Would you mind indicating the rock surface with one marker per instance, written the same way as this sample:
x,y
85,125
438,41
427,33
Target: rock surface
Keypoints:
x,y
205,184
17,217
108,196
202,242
——
_What is required_
Write out all of the records above exactly as they appear.

_Result for this task_
Would you mind indicating the rock surface with one marker per instance, written the same way as this sample:
x,y
85,125
438,41
427,33
Target: rock surface
Keypoints:
x,y
205,184
17,217
108,196
202,242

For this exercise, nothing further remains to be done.